Exercise brief:
Only the lines from the one containing "the wheat stalk is? Return a bounding box." through the end of the records should be retyped, exactly and including both ends; pictures stay out.

___ Supplied records ___

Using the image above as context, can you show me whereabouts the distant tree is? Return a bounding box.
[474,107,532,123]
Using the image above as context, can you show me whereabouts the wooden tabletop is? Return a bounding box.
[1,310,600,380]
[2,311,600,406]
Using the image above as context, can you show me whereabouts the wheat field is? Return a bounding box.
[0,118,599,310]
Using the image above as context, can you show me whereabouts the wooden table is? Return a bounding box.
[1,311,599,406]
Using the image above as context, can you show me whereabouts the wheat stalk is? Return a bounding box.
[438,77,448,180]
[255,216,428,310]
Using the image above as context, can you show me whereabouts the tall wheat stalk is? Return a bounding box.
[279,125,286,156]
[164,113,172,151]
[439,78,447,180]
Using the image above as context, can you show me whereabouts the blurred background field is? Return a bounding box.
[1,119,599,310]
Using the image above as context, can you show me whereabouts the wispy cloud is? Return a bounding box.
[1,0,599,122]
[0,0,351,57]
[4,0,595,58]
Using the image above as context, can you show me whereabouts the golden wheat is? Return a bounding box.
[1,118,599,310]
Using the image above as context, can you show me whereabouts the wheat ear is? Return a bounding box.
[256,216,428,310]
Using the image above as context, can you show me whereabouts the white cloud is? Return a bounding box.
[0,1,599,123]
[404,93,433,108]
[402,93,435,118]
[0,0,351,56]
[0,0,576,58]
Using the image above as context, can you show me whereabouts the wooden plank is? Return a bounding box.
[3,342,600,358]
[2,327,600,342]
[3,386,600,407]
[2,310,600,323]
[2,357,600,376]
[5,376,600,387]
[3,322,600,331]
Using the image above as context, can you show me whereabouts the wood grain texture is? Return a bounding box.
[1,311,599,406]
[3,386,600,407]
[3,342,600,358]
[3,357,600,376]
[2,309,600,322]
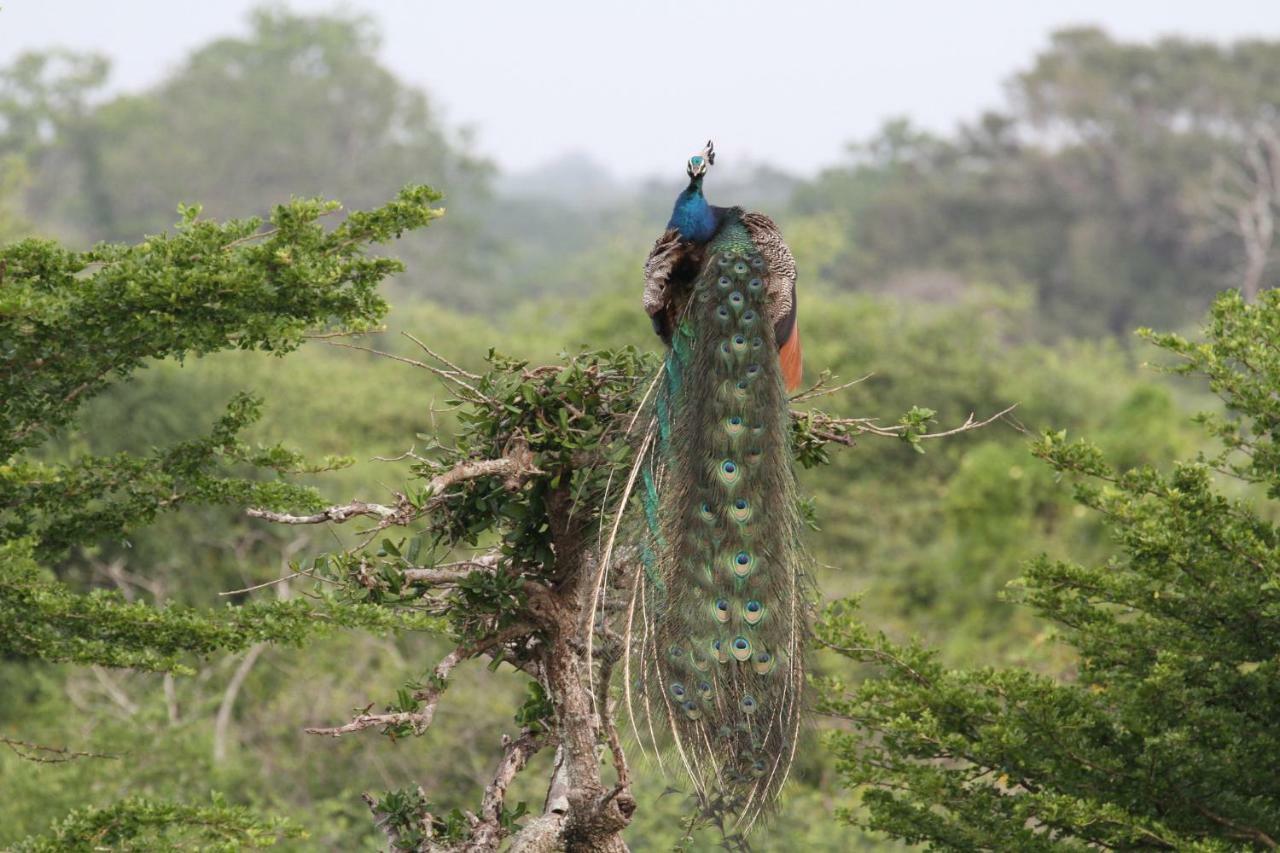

___

Response:
Using the image above as context, can you show me whereabouts the wheat stalk is? Return a bounding box.
[438,77,448,180]
[255,216,428,310]
Using the image above as context, can you show me whereabouts the tall wheat stalk is? Return a bounding box.
[279,125,286,156]
[164,113,172,151]
[439,78,447,180]
Using the image above as context, can you show me whereabouts the blurred background field is? Return a bounding box.
[1,119,599,310]
Using the image above as context, can you show me whereabouts the wispy cloud is? Return a bounding box.
[1,0,599,122]
[0,0,351,57]
[4,0,595,58]
Using the image above as context, can you show me whereabouts the golden wheat is? Return a bounding box.
[1,118,599,310]
Using the image above as context, can you show me whereabouts the wheat ear is? Return a bounding box.
[256,216,428,310]
Using the image above as context, can you show me whereabouts the white cloud is? Return a bounding box.
[0,1,599,123]
[404,93,433,108]
[402,93,435,118]
[0,0,351,56]
[0,0,576,58]
Using the image above as context, can you show me whereabouts the wooden plank is? Return a bounding box.
[3,342,600,358]
[2,327,600,342]
[3,386,600,407]
[2,310,600,323]
[2,357,600,376]
[5,376,600,387]
[3,322,600,331]
Using the image above as context, can you show me whereabouts the wood grain texture is? Return a bounding box.
[1,311,599,406]
[3,386,600,407]
[3,342,600,358]
[3,357,600,376]
[2,309,600,322]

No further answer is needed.